Text block:
*** Begin section ***

Evaluation criteria can be derived from the following:
- Progress toward the mission, vision, and institutional goals (financial and quality goals).
- Adherence to organizational policies and operational procedures.
- The CEO’s job description and/or the policy statement on his or her roles and responsibilities.
- The CEO’s annual goals and objectives (established each year in consultation with the board).
The board also may gauge how well the CEO develops, attracts, and retains an effective top management team and how the CEO relates to the medical staff and other clinical staff, the media, and community leaders. Many hospitals involve only other board members directly in the CEO evaluation process. Because a failing executive can hide problems from the board more readily than direct caregivers, some boards of directors involve physicians and staff in the review process.
Use wide range of sources for feedback
Still others go outside the organization to gather information regarding the performance of the CEO from community leaders, collaborating organizations, volunteers, or former patients. Feedback from board members, physicians, staff, and external groups can be gathered through survey-type assessments. (To see an example of a CEO evaluation survey tool, click here.)
How useful is your instrument?
It is important to understand the shortcomings of survey instruments such as this. First, they are based on people’s perceptions, and frequently these people have very limited views of the executive director’s performance. A second shortcoming is the quantitative nature of the questionnaire. It tends to attribute the same level of importance to all activities, and success with smaller tasks can inappropriately compensate for a big failure.
For example, if the CEO does wonderful work with community leaders, but has allowed patient safety issues to remain unresolved, the problem will only show up as one or two negative "grades" and won’t affect the overall score. Because of these shortcomings, it’s important to see the CEO performance assessment as the starting point for discussion, not the end result. Evaluation instruments and checklists can be very helpful tools to help people clarify their thoughts. However, the discussion of what the results mean and what can be improved generally is more valuable and important to the board than the specific numbers or ratings obtained from surveys.
Confidentiality is vital
The CEO evaluation should be confidential with the evaluation session taking place in closed sessions of the board. Discussions between board members and the CEO generally are the most valuable portion of the evaluation process and provide insights into ratings or written comments. Discussion will include a review of the evaluation results as well as general questions such as:
- What is your assessment of the past year, both successes and things that didn’t go well?

*** End section ***

Information supplied:
*** Begin section ***

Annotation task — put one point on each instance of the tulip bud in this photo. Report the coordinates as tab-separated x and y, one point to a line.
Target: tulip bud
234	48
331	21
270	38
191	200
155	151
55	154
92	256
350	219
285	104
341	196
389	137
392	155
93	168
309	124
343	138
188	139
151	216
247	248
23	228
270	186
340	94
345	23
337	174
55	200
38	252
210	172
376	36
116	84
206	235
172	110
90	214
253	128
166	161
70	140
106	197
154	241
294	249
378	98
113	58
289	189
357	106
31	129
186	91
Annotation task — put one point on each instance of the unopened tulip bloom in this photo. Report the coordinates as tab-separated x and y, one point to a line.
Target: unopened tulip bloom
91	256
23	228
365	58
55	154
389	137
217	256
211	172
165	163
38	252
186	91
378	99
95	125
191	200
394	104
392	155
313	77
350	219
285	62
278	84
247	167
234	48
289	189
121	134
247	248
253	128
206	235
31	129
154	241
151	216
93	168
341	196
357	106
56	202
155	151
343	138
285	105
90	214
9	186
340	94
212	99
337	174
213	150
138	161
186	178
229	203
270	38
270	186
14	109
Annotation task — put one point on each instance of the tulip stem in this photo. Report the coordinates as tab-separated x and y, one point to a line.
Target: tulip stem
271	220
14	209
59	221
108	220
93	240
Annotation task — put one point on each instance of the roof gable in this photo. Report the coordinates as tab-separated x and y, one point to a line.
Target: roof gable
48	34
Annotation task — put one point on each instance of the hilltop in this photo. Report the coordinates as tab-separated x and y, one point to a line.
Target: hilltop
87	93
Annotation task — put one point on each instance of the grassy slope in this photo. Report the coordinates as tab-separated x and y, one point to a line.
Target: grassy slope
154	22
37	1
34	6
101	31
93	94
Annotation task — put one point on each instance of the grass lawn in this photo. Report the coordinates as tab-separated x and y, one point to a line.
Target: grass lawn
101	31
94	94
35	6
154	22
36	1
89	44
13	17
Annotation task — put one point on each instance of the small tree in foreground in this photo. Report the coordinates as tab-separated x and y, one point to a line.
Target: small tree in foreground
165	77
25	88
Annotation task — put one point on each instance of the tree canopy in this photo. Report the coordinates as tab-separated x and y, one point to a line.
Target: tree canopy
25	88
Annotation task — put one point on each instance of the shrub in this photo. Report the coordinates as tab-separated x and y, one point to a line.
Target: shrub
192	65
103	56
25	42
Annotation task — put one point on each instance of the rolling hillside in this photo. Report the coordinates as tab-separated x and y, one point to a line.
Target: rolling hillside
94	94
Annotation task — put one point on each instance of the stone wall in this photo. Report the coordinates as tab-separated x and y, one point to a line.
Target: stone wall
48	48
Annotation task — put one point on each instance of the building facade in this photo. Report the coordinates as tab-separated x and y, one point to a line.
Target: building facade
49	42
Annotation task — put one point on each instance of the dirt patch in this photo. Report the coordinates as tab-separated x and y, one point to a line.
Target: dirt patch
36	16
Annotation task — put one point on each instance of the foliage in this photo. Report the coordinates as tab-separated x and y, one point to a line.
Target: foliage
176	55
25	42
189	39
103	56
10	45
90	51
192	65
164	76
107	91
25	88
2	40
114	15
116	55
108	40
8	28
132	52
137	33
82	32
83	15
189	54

*** End section ***
*** Begin section ***

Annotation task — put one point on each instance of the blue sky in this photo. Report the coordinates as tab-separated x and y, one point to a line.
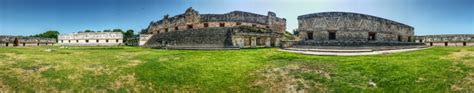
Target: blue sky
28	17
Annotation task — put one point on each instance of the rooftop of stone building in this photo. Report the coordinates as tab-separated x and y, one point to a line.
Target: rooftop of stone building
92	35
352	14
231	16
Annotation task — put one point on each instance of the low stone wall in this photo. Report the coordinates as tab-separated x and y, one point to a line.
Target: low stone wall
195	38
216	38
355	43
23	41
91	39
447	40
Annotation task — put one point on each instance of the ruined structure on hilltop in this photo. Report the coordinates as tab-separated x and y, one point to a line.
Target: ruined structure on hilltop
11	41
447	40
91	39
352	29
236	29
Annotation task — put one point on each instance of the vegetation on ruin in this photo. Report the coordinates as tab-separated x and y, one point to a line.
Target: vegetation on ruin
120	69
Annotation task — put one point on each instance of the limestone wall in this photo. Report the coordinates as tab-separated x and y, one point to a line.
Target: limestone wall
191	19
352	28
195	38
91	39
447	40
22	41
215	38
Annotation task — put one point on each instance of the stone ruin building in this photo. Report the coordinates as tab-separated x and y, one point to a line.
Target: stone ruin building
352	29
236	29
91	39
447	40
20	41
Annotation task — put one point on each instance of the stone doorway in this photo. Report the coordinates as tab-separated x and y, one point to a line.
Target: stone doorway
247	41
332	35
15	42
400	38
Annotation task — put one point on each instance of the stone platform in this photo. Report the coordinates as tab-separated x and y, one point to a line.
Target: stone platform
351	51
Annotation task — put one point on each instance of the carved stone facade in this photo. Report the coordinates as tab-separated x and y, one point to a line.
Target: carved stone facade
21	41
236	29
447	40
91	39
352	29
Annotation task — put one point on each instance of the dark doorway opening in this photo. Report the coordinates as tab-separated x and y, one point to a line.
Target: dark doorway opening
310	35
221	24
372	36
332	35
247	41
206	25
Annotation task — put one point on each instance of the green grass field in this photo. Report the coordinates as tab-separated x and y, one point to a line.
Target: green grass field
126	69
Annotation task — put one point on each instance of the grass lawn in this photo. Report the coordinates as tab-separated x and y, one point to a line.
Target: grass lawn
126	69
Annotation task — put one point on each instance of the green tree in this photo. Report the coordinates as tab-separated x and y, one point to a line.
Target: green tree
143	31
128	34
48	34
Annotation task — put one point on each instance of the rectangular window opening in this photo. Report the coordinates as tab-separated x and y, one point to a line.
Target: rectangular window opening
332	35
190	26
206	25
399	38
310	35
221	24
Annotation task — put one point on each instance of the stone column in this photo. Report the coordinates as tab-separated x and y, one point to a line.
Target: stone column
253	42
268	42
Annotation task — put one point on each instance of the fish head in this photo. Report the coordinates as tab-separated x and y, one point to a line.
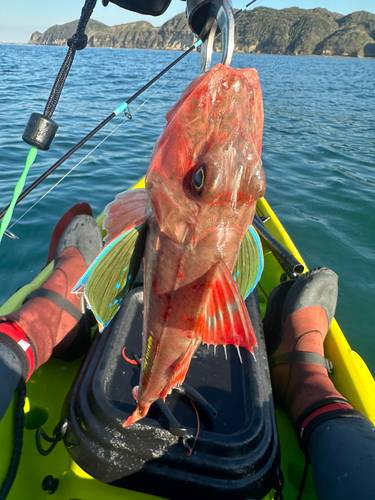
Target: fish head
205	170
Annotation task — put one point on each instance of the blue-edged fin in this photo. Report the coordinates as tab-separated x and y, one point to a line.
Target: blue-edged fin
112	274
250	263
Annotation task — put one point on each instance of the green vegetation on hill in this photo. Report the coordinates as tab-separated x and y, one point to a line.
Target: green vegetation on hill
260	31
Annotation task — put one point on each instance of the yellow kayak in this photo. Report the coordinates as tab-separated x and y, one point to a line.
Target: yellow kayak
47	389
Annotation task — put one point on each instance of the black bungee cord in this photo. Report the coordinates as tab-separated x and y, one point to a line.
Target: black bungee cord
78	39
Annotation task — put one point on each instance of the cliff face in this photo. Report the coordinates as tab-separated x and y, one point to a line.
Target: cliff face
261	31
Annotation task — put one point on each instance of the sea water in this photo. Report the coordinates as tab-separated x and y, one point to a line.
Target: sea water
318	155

*** End section ***

Tasks for this exercise:
1. Translate this sentence from the text on CEO evaluation into Spanish: "Many hospitals involve only other board members directly in the CEO evaluation process."
2. According to the text on CEO evaluation, where should the evaluation session take place?
3. Rewrite the paragraph of the text on CEO evaluation that begins "It is important to understand the shortcomings" as a short list.

Answers in order:
1. Muchos hospitales involucran directamente solo a otros miembros de la junta en el proceso de evaluación del director ejecutivo.

2. In closed sessions of the board.

3.
Shortcomings of survey instruments:
- They rest on people's perceptions, and those people often have very limited views of the executive director's performance.
- They are quantitative, so they tend to give every activity the same importance.
- As a result, success with smaller tasks can wrongly make up for a big failure.